Task brief
In the text on equity maxims, condense the paragraph that opens "The maxim does not, however, mean" into a short bulleted list that keeps its main facts.

Supplied passage
--------------------

14. In Halsbury's Laws of England, 4th Edn., Vol. 16, pp. 874- 76, the law is stated in the following terms:
"1303. He who seeks equity must do equity.--In granting relief peculiar to its own jurisdiction a court of equity acts upon the rule that he who seeks equity must do equity. By this it is not meant that the court can impose arbitrary conditions upon a plaintiff simply because he stands in that position on the record. The rule means that a man who comes to seek the aid of a court of equity to enforce a claim must be prepared to submit in such proceedings to any directions which the known principles of a court of equity may make it proper to give; he must do justice as to the matters in respect of which the assistance of equity is asked. In a court of law it is otherwise: when the plaintiff is found to be entitled to
judgment, the law must take its course; no terms can be imposed.
*** 1305. He who comes into equity must come with clean hands.--A court of equity refuses relief to a plaintiff whose conduct in regard to the subject-matter of the litigation has been improper. This was formerly expressed by the maxim „he who has committed iniquity shall not have equity‟, and relief was refused where a transaction was based on the plaintiff's fraud or misrepresentation, or where the plaintiff sought to enforce a security improperly obtained, or where he claimed a remedy for a breach of trust which he had himself procured and whereby he had obtained money. Later it was said that the plaintiff in equity must come with perfect propriety of conduct, or with clean hands. In application of the principle a person will not be allowed to assert his title to property which he has dealt with so as to defeat his creditors or evade tax, for he may not maintain an action by setting up his own fraudulent design.
The maxim does not, however, mean that equity strikes at depravity in a general way; the cleanliness required is to be judged in relation to the relief sought, and the conduct complained of must have an immediate and necessary relation to the equity sued for; it must be depravity in a legal as well as in a moral sense. Thus, fraud on the part of a minor deprives him of his right to equitable relief notwithstanding his disability. Where the transaction is itself unlawful it is not necessary to have recourse to this principle. In equity, just as at law, no suit lies in general in respect of an illegal transaction, but this is on the ground of its illegality, not by reason of the plaintiff's demerits."
(See also Snell's Equity, 13th Edn., pp. 30-32 and Jai Narain Parasrampuria v. Pushpa Devi Saraf [(2006) 7 SCC 756] .)

--------------------

Record list
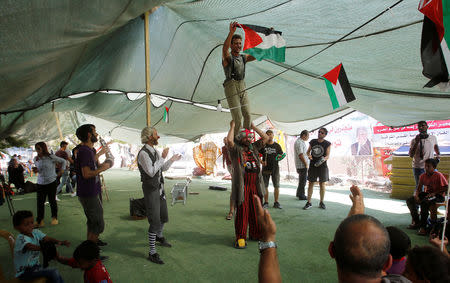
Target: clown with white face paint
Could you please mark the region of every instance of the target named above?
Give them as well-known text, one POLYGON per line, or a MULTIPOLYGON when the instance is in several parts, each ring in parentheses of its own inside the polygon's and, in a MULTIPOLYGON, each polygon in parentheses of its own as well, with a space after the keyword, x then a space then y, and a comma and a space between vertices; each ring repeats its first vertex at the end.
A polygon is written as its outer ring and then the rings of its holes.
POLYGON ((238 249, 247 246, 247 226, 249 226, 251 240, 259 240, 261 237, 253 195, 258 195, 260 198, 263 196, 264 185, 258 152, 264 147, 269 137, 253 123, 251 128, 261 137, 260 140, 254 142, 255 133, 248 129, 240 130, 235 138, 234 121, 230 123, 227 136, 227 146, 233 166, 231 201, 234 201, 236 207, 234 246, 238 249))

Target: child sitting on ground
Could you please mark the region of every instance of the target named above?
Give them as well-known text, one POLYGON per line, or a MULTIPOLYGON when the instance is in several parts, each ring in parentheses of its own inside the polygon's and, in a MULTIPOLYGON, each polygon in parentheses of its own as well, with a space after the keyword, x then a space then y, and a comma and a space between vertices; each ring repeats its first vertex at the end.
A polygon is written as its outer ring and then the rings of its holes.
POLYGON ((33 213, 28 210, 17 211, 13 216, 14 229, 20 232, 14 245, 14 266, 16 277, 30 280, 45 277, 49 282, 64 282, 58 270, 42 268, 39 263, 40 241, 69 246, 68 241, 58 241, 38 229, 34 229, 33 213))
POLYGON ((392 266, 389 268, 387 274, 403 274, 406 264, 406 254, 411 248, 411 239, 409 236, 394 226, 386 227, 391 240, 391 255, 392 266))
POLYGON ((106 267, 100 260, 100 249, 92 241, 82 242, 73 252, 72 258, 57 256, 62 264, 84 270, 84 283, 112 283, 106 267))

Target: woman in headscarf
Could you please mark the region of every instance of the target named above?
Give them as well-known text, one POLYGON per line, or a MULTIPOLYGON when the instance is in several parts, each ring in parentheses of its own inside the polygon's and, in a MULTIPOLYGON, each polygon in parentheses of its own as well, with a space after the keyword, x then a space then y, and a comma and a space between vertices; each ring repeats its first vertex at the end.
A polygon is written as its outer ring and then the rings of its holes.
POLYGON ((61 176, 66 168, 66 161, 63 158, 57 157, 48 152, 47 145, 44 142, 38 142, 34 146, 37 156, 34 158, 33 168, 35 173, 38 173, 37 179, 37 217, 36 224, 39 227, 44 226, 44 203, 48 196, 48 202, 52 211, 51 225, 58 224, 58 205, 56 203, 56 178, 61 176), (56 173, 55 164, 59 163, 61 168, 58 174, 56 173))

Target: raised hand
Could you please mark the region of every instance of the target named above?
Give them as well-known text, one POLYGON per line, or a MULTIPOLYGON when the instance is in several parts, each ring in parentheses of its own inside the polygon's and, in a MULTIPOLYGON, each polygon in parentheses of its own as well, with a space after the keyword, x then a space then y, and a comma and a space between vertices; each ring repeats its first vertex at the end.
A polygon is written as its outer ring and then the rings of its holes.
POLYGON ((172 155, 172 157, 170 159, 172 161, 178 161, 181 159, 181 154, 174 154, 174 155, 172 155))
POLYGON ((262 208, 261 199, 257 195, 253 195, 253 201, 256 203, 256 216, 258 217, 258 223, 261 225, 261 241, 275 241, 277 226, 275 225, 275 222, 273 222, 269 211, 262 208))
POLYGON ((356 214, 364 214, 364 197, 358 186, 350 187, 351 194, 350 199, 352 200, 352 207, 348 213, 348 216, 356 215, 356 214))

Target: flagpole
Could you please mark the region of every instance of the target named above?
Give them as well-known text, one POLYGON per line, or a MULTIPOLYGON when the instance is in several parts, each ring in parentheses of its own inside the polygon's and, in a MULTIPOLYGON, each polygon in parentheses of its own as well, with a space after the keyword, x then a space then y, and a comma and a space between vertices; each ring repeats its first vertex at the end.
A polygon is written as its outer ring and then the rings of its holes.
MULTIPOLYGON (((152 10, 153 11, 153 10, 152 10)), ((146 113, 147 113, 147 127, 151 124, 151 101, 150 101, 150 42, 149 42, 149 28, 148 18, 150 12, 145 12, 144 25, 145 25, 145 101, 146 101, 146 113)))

--------------------

Output below
- The clean-hands maxim does not let equity strike at depravity in general. The cleanliness required is judged in relation to the relief sought.
- The conduct complained of must have an immediate and necessary relation to the equity sued for. It must be depravity in a legal as well as a moral sense.
- A minor's fraud therefore deprives him of equitable relief despite his disability.
- If the transaction is itself unlawful, the principle need not be invoked.
- In equity, as at law, no suit generally lies on an illegal transaction. This is because of its illegality, not because of the plaintiff's demerits.